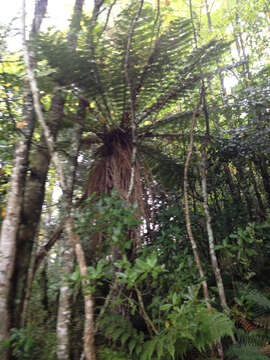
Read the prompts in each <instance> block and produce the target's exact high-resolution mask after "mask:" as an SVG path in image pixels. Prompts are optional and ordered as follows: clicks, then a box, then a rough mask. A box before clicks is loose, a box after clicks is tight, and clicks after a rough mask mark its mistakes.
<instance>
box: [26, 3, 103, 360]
mask: <svg viewBox="0 0 270 360" xmlns="http://www.w3.org/2000/svg"><path fill="white" fill-rule="evenodd" d="M22 3H23V10H24V11H23V24H24V26H23V28H24V31H23V37H24V41H23V45H24V61H25V66H26V70H27V76H28V79H29V82H30V85H31V90H32V93H33V99H34V107H35V112H36V115H37V119H38V121H39V123H40V125H41V126H42V128H43V131H44V136H45V139H46V142H47V146H48V148H49V151H50V154H51V157H52V160H53V162H54V166H55V169H56V172H57V175H58V178H59V182H60V186H61V188H62V191H63V202H64V208H65V211H66V215H67V216H68V219H67V222H66V231H67V234H68V236H69V239H70V240H71V241H72V242H73V246H74V249H75V254H76V258H77V261H78V264H79V269H80V273H81V276H83V277H85V276H86V275H87V265H86V261H85V254H84V252H83V248H82V246H81V244H80V242H79V238H78V236H77V234H76V233H74V232H73V229H74V222H73V219H72V218H71V216H70V211H71V204H70V201H69V200H70V196H69V191H68V190H69V189H68V183H67V179H66V177H65V174H64V169H63V166H62V164H61V162H60V159H59V156H58V153H57V152H56V151H55V148H54V141H53V137H52V136H51V133H50V130H49V128H48V126H47V124H46V121H45V120H44V117H43V113H42V110H41V106H40V102H39V89H38V86H37V81H36V79H35V76H34V73H33V70H32V68H31V64H30V58H29V52H28V49H27V44H26V41H25V0H22ZM101 3H102V1H101V0H100V1H96V2H95V5H96V6H97V7H98V8H100V6H101ZM95 8H96V7H95ZM95 8H94V12H93V13H94V14H95V13H96V11H95ZM83 285H84V286H87V285H88V286H89V284H88V281H87V280H86V279H85V278H84V279H83ZM84 304H85V332H84V356H85V358H86V360H95V359H96V351H95V345H94V335H95V331H96V329H95V325H94V300H93V296H92V293H91V292H90V289H89V288H88V289H87V291H86V292H85V293H84Z"/></svg>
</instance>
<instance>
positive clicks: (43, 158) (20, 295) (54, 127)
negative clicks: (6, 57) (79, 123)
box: [10, 93, 64, 327]
mask: <svg viewBox="0 0 270 360" xmlns="http://www.w3.org/2000/svg"><path fill="white" fill-rule="evenodd" d="M63 105H64V101H63V98H62V96H61V95H60V94H59V93H58V94H55V95H54V97H53V100H52V106H51V110H50V112H49V114H48V124H49V127H50V129H51V133H52V135H53V137H54V138H55V137H56V135H57V131H58V128H59V125H60V123H61V120H62V116H63ZM49 163H50V154H49V152H48V149H47V146H46V141H45V139H44V137H42V138H41V141H40V144H39V146H38V148H36V149H34V150H33V152H32V156H31V163H30V166H29V171H28V176H27V178H26V182H25V190H24V196H23V204H22V210H21V213H20V223H19V227H18V232H17V237H16V243H17V251H16V257H15V271H14V274H13V278H12V294H11V299H10V304H11V314H12V324H13V326H14V327H19V326H20V323H21V320H22V319H21V314H22V313H23V312H22V309H23V306H24V305H23V303H24V297H25V289H26V278H27V273H28V268H29V264H30V258H31V253H32V249H33V245H34V238H35V235H36V232H37V230H38V226H39V221H40V216H41V210H42V205H43V202H44V196H45V183H46V178H47V173H48V168H49Z"/></svg>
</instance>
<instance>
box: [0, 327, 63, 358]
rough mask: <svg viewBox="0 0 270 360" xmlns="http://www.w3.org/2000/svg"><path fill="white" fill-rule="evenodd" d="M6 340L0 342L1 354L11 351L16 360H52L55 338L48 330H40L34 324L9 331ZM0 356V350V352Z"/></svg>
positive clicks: (53, 355)
mask: <svg viewBox="0 0 270 360" xmlns="http://www.w3.org/2000/svg"><path fill="white" fill-rule="evenodd" d="M10 333H11V335H10V337H9V339H8V340H6V341H4V342H2V344H1V345H2V353H3V352H4V351H6V350H7V349H9V348H10V349H11V352H12V356H13V357H14V359H17V360H26V359H31V360H54V359H55V346H56V336H55V333H52V332H51V331H49V330H48V329H41V328H38V327H37V326H35V325H34V324H29V325H28V326H27V327H25V328H21V329H16V328H12V329H11V330H10ZM0 355H1V350H0Z"/></svg>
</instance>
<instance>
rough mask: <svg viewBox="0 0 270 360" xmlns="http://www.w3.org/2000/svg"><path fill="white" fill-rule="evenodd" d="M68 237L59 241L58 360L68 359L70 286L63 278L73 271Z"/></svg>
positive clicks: (69, 319)
mask: <svg viewBox="0 0 270 360" xmlns="http://www.w3.org/2000/svg"><path fill="white" fill-rule="evenodd" d="M69 240H70V239H69V238H65V237H62V239H61V242H60V251H59V257H60V261H61V277H62V279H61V283H60V297H59V304H58V315H57V330H56V334H57V348H56V354H57V359H58V360H69V358H70V357H69V353H70V345H69V325H70V316H71V306H70V300H71V288H70V286H69V284H68V282H67V280H66V279H65V278H64V275H68V274H71V273H72V271H73V262H74V251H73V248H72V243H70V241H69Z"/></svg>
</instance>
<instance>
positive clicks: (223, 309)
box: [202, 145, 228, 313]
mask: <svg viewBox="0 0 270 360" xmlns="http://www.w3.org/2000/svg"><path fill="white" fill-rule="evenodd" d="M202 194H203V209H204V214H205V219H206V229H207V235H208V243H209V253H210V258H211V263H212V267H213V270H214V274H215V278H216V283H217V287H218V294H219V298H220V303H221V306H222V308H223V310H224V311H225V312H226V313H228V305H227V301H226V295H225V290H224V285H223V280H222V276H221V272H220V268H219V265H218V261H217V256H216V252H215V240H214V234H213V229H212V224H211V221H212V220H211V215H210V212H209V207H208V191H207V180H206V152H205V145H203V148H202Z"/></svg>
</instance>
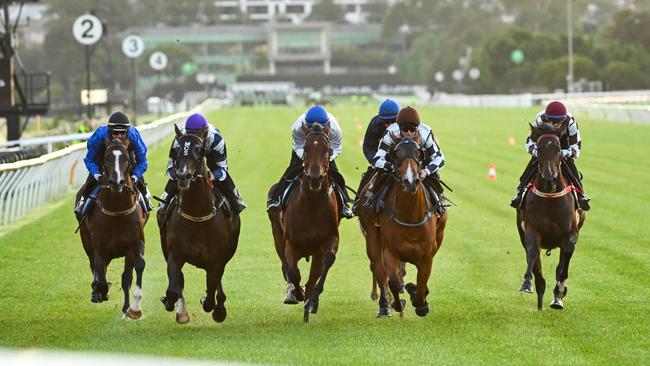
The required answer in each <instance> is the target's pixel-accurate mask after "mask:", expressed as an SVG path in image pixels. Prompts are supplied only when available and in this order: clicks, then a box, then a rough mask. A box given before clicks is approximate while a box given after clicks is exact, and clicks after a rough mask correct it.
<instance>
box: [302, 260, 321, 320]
mask: <svg viewBox="0 0 650 366" xmlns="http://www.w3.org/2000/svg"><path fill="white" fill-rule="evenodd" d="M322 262H323V255H322V254H320V253H318V254H314V255H313V256H312V257H311V266H310V267H309V278H308V279H307V283H305V298H309V297H311V294H312V292H314V286H316V281H318V278H320V276H321V273H322V272H323V266H322ZM316 310H318V309H316ZM313 313H314V314H315V313H316V311H314V312H313Z"/></svg>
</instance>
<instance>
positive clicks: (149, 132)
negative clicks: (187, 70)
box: [0, 99, 221, 225]
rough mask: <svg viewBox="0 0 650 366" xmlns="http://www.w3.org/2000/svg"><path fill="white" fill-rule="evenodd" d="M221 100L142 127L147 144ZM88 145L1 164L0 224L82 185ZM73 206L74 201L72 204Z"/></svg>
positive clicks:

+ + +

» ASSIGNED TASK: Rewrite the data above, changing each "rough mask" to "coarse mask" and keeping everything else as it is. Leave out the pictures.

» TASK RESULT:
Read the prompts in each <instance> block and produce the target's exact high-resolution mask after "mask:" as an SVG path in image pixels. Prompts are optional and ordered as follows: clicks, then a box, then a coarse mask. A box before clicks is loose, a box after clicks is tight, and clicks after a coarse mask mark its mistakes.
<instance>
box: [26, 3, 103, 360]
mask: <svg viewBox="0 0 270 360" xmlns="http://www.w3.org/2000/svg"><path fill="white" fill-rule="evenodd" d="M22 3H23V10H24V11H23V24H24V26H23V28H24V31H23V37H24V41H23V45H24V61H25V66H26V70H27V76H28V79H29V82H30V85H31V90H32V93H33V99H34V107H35V112H36V115H37V119H38V121H39V123H40V125H41V126H42V128H43V131H44V136H45V139H46V142H47V146H48V148H49V151H50V154H51V157H52V160H53V162H54V166H55V169H56V172H57V175H58V178H59V182H60V186H61V188H62V191H63V202H64V208H65V211H66V215H67V216H68V219H67V222H66V231H67V234H68V236H69V239H70V240H71V241H72V242H73V246H74V249H75V254H76V258H77V261H78V264H79V269H80V273H81V276H83V277H85V276H86V275H87V265H86V261H85V254H84V252H83V248H82V246H81V244H80V242H79V238H78V236H77V234H76V233H74V232H73V229H74V222H73V219H72V218H71V216H70V211H71V204H70V201H69V200H70V196H69V191H68V190H69V189H68V183H67V179H66V177H65V174H64V169H63V166H62V164H61V162H60V159H59V156H58V153H57V152H56V151H55V148H54V141H53V137H52V136H51V133H50V130H49V128H48V126H47V124H46V121H45V120H44V117H43V113H42V110H41V106H40V102H39V89H38V86H37V81H36V79H35V76H34V73H33V70H32V68H31V64H30V58H29V52H28V49H27V44H26V41H25V0H22ZM101 3H102V1H101V0H100V1H96V2H95V5H96V6H97V7H98V8H100V6H101ZM95 8H96V7H95ZM95 8H94V12H93V13H94V14H95V13H96V11H95ZM83 285H84V286H87V285H88V286H89V284H88V281H87V280H86V279H85V278H84V279H83ZM84 304H85V332H84V356H85V358H86V360H95V359H96V351H95V345H94V335H95V331H96V329H95V325H94V300H93V296H92V293H91V292H90V289H89V288H88V289H87V291H86V292H85V293H84Z"/></svg>
</instance>
<instance>
positive clicks: (43, 158) (20, 295) (54, 127)
negative clicks: (6, 57) (79, 123)
box: [10, 93, 64, 327]
mask: <svg viewBox="0 0 270 360" xmlns="http://www.w3.org/2000/svg"><path fill="white" fill-rule="evenodd" d="M63 105H64V101H63V98H62V96H61V95H60V94H59V93H58V94H55V95H54V97H53V100H52V106H51V110H50V112H49V114H48V124H49V127H50V129H51V133H52V135H53V137H54V138H55V137H56V135H57V131H58V128H59V125H60V123H61V120H62V116H63ZM49 163H50V154H49V152H48V149H47V146H46V141H45V139H44V137H42V138H41V141H40V144H39V146H38V148H36V149H34V150H33V152H32V156H31V163H30V166H29V171H28V176H27V178H26V182H25V190H24V196H23V204H22V210H21V213H20V223H19V227H18V232H17V237H16V243H17V251H16V257H15V271H14V274H13V278H12V294H11V299H10V304H11V314H12V324H13V326H14V327H19V326H20V323H21V320H22V319H21V314H22V313H23V312H22V309H23V306H24V305H23V303H24V297H25V289H26V278H27V273H28V268H29V264H30V258H31V253H32V249H33V245H34V238H35V235H36V232H37V230H38V226H39V221H40V216H41V210H42V205H43V202H44V196H45V183H46V178H47V173H48V168H49Z"/></svg>
</instance>
<instance>
box: [0, 327, 63, 358]
coarse mask: <svg viewBox="0 0 270 360" xmlns="http://www.w3.org/2000/svg"><path fill="white" fill-rule="evenodd" d="M6 340L0 342L1 354L11 351L16 360H52L55 338L48 330H40L34 324L9 331ZM0 356V350V352Z"/></svg>
positive clicks: (53, 355)
mask: <svg viewBox="0 0 270 360" xmlns="http://www.w3.org/2000/svg"><path fill="white" fill-rule="evenodd" d="M10 333H11V335H10V337H9V339H8V340H6V341H4V342H2V344H1V345H2V353H3V352H4V351H6V350H7V349H9V348H10V349H11V352H12V356H13V357H14V359H17V360H26V359H31V360H54V359H55V346H56V336H55V333H52V332H51V331H49V330H48V329H41V328H38V327H37V326H35V325H34V324H29V325H28V326H27V327H25V328H21V329H16V328H12V329H11V330H10ZM0 355H1V350H0Z"/></svg>
</instance>
<instance>
coarse mask: <svg viewBox="0 0 270 360" xmlns="http://www.w3.org/2000/svg"><path fill="white" fill-rule="evenodd" d="M68 237L59 241L58 360L68 359L70 286L63 278L73 271Z"/></svg>
positive clicks: (69, 319)
mask: <svg viewBox="0 0 270 360" xmlns="http://www.w3.org/2000/svg"><path fill="white" fill-rule="evenodd" d="M69 240H70V239H69V238H65V237H62V239H61V242H60V251H59V257H60V261H61V277H62V279H61V283H60V297H59V304H58V315H57V330H56V334H57V348H56V354H57V359H58V360H69V358H70V357H69V353H70V345H69V325H70V316H71V306H70V300H71V288H70V286H69V284H68V282H67V280H66V279H65V278H64V275H68V274H71V273H72V271H73V262H74V251H73V248H72V243H70V241H69Z"/></svg>
</instance>
<instance>
positive clicks: (223, 309)
box: [202, 145, 228, 313]
mask: <svg viewBox="0 0 270 360" xmlns="http://www.w3.org/2000/svg"><path fill="white" fill-rule="evenodd" d="M202 194H203V209H204V214H205V219H206V229H207V235H208V243H209V253H210V258H211V263H212V267H213V270H214V274H215V278H216V283H217V287H218V294H219V298H220V303H221V306H222V308H223V310H224V311H225V312H226V313H228V305H227V301H226V295H225V290H224V285H223V280H222V276H221V272H220V268H219V265H218V261H217V256H216V252H215V240H214V234H213V229H212V224H211V221H212V220H211V215H210V212H209V207H208V191H207V180H206V152H205V145H203V148H202Z"/></svg>
</instance>
The required answer in each <instance> is the target's pixel-accurate mask after "mask:", expressed as an SVG path in image pixels. Prompts are supplied only when available and in this order: clicks, then a box, then a coarse mask. A box given before clicks is approximate while a box given after clicks is exact, and clicks after a coarse mask correct it.
<instance>
box: [302, 260, 321, 320]
mask: <svg viewBox="0 0 650 366" xmlns="http://www.w3.org/2000/svg"><path fill="white" fill-rule="evenodd" d="M322 262H323V255H322V254H320V253H318V254H314V255H313V256H312V257H311V266H310V267H309V278H308V279H307V283H305V298H309V297H311V294H312V292H314V286H316V281H318V278H320V276H321V273H322V272H323V266H322ZM316 310H318V309H316ZM313 313H314V314H315V313H316V311H314V312H313Z"/></svg>
</instance>
<instance>
positive clicks: (149, 132)
negative clicks: (187, 70)
box: [0, 99, 221, 225]
coarse mask: <svg viewBox="0 0 650 366" xmlns="http://www.w3.org/2000/svg"><path fill="white" fill-rule="evenodd" d="M221 100L142 127L147 144ZM88 145L1 164L0 224L82 185ZM73 206L74 201L72 204Z"/></svg>
positive clicks:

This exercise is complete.